● **Given problem**: Copy every item below word for word, keeping each line as it is.

### Dataset records

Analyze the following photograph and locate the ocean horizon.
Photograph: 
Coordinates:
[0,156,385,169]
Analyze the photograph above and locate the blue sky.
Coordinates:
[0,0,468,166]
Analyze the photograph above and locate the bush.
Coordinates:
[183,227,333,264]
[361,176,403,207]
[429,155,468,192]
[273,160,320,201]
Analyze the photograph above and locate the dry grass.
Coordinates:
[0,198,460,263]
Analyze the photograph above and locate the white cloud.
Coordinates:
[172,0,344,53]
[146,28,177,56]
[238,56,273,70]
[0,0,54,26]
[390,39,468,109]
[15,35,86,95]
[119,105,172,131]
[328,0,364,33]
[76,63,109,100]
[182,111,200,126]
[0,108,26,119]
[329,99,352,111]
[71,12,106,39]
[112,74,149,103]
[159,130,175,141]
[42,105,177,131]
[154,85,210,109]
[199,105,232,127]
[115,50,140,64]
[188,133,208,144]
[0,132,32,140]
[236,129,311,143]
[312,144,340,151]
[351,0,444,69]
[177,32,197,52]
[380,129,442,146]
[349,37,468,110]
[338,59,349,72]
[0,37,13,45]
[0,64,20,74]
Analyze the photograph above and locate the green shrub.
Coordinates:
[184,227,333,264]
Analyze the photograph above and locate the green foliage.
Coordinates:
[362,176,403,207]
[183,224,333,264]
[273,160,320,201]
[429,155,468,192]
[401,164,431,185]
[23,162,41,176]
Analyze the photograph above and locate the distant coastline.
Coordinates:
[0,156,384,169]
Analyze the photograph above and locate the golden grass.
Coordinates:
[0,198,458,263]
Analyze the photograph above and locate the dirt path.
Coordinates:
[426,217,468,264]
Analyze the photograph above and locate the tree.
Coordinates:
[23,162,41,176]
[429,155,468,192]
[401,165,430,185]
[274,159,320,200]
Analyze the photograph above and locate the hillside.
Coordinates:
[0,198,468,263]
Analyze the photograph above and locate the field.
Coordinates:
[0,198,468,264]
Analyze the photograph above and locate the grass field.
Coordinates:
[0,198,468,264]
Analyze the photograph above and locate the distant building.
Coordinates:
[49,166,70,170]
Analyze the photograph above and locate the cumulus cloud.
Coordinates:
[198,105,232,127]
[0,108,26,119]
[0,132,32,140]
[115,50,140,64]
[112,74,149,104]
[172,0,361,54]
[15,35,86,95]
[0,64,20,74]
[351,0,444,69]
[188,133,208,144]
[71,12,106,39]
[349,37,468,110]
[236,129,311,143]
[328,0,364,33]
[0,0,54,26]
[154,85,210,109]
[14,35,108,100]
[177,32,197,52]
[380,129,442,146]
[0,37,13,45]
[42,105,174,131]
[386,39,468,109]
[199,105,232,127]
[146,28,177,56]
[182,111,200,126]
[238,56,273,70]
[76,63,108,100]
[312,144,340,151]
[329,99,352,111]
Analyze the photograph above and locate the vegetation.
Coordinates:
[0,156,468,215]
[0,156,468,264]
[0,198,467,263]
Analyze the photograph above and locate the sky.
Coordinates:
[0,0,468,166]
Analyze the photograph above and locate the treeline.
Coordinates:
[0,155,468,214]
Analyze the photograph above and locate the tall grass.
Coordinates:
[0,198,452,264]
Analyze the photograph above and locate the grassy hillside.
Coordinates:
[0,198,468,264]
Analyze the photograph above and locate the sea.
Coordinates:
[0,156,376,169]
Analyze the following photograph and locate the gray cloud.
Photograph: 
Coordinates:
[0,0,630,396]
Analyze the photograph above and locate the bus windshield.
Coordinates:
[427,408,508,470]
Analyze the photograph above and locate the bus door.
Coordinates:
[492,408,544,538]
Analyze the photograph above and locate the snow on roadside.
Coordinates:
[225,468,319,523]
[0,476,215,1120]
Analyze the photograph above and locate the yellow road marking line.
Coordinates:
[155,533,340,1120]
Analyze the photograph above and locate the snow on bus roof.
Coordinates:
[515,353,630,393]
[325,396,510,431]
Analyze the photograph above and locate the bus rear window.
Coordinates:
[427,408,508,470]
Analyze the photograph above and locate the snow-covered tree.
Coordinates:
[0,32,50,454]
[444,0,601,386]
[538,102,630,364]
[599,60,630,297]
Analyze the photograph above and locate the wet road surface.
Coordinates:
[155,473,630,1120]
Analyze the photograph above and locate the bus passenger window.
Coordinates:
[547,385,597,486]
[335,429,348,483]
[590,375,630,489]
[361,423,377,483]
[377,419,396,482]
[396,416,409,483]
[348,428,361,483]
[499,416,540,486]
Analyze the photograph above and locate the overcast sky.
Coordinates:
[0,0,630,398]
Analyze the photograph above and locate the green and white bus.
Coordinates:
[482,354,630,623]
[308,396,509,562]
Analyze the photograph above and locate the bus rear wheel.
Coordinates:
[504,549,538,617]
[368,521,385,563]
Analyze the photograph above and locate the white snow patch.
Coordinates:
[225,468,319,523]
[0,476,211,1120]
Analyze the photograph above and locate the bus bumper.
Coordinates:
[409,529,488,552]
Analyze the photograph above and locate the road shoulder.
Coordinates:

######

● **Finished task**:
Analyze the following photograph and locate the ocean horizon.
Photograph: 
Coordinates:
[0,156,385,169]
Analyze the photograph above and locate the blue sky.
Coordinates:
[0,0,468,166]
Analyze the photograph above and locate the bush.
Coordinates:
[183,227,333,264]
[361,176,403,207]
[429,155,468,192]
[273,160,320,201]
Analyze the photograph above and locate the dry grass.
Coordinates:
[0,198,460,263]
Analyze the photograph above and locate the white cloud.
Coordinates:
[172,0,344,53]
[146,28,177,56]
[238,56,273,70]
[0,0,54,26]
[390,39,468,109]
[15,35,86,95]
[119,105,172,131]
[328,0,364,33]
[76,63,109,100]
[182,111,200,126]
[0,108,26,119]
[329,99,352,111]
[71,12,106,39]
[112,74,149,103]
[159,130,175,141]
[42,105,177,131]
[154,85,210,109]
[199,105,232,127]
[115,50,140,64]
[188,133,208,144]
[0,132,32,140]
[236,129,311,143]
[312,144,340,151]
[351,0,444,69]
[177,32,197,52]
[380,129,442,146]
[349,37,468,110]
[338,59,349,72]
[0,37,13,45]
[0,64,20,74]
Analyze the photograph above and locate the green shrub.
Coordinates:
[184,227,333,264]
Analyze the photograph above and locate the green foliage.
Coordinates:
[362,176,403,207]
[183,224,333,264]
[273,160,320,201]
[429,155,468,192]
[401,164,431,185]
[23,162,41,176]
Analyze the photograph above and locate the distant coastline.
Coordinates:
[0,156,384,169]
Analyze the photograph above and locate the golden grass.
Coordinates:
[0,198,458,263]
Analyze the photograph above and locate the dirt path.
Coordinates:
[426,217,468,264]
Analyze the photograph above and locate the tree.
Coordinates:
[23,162,41,176]
[429,155,468,192]
[401,165,430,185]
[274,159,320,200]
Analyze the photograph above and locate the hillside.
Coordinates:
[0,198,468,263]
Analyze the photograph above and locate the field.
Coordinates:
[0,198,468,264]
Analyze the photograph above and locate the grass field.
Coordinates:
[0,198,468,264]
Analyze the photograph above and locate the distant building.
Coordinates:
[49,166,70,170]
Analyze the photograph above and locate the cumulus cloud.
Coordinates:
[198,105,232,127]
[0,108,26,119]
[0,132,32,140]
[115,50,140,64]
[112,74,149,104]
[172,0,361,54]
[15,35,86,95]
[0,64,20,74]
[351,0,444,69]
[188,133,208,144]
[71,12,106,39]
[349,37,468,110]
[236,129,311,143]
[328,0,364,33]
[0,0,54,26]
[154,85,210,109]
[14,35,108,100]
[177,32,197,52]
[380,129,442,146]
[0,37,13,45]
[42,105,174,131]
[386,39,468,109]
[199,105,232,127]
[146,28,177,56]
[182,111,200,126]
[238,56,273,70]
[76,63,108,100]
[312,144,340,151]
[329,99,352,111]
Analyze the photograph above and locate the vegetation.
Coordinates:
[0,156,468,215]
[0,156,468,264]
[0,198,467,263]
Analyze the photograph above and locate the sky.
Coordinates:
[0,0,468,166]
Analyze the photograph above and locate the treeline.
Coordinates:
[0,155,468,214]
Analyze the photograph above and locate the tall grass.
Coordinates:
[0,198,452,264]
Analyze the photograph above and locate the grassy hillside.
Coordinates:
[0,198,468,264]
Analyze the photograph above and locate the sea.
Coordinates:
[0,156,376,169]
Analyze the following photograph and locate the gray cloud.
Photograph: 
Coordinates:
[0,0,630,396]
Analyze the photograph above and locate the bus windshield.
Coordinates:
[427,408,508,470]
Analyze the photograph above and locate the bus door.
Coordinates:
[492,408,544,538]
Analyze the photograph above and locate the snow on roadside.
Coordinates:
[225,468,319,523]
[0,476,215,1120]
Analyze the photograph above and locate the yellow road marking line.
Coordinates:
[155,533,340,1120]
Analyze the photograph above and locate the snow on bus roof.
Coordinates:
[515,353,630,393]
[325,396,510,431]
Analyze the photograph above and locate the bus rear window.
Coordinates:
[427,408,508,470]
Analyze the photograph above and locate the snow-covered tree.
Coordinates:
[0,32,50,454]
[444,0,601,386]
[538,102,630,364]
[599,60,630,297]
Analyze the photograph above and locate the wet road surface.
Coordinates:
[155,473,630,1120]
Analyze the photograph above and locate the bus passenger window.
Coordinates:
[547,385,597,486]
[335,429,348,483]
[590,375,630,489]
[361,423,377,483]
[377,419,396,482]
[396,416,409,483]
[348,428,361,483]
[499,416,540,486]
Analyze the photograph above and locate the overcast sky.
Coordinates:
[0,0,630,398]
Analyze the photograph above and locate the green and white bus.
Coordinates:
[482,354,630,623]
[308,396,509,562]
Analyze the photograph above and locate the bus rear wheel.
Coordinates:
[504,549,538,617]
[368,521,385,563]
Analyze the photograph above and locate the white snow patch.
Coordinates:
[225,468,319,523]
[0,476,211,1120]
Analyze the photograph above and locate the bus bumper.
Coordinates:
[409,529,488,552]
Analyze the photograph above and locate the road shoulder.
Coordinates:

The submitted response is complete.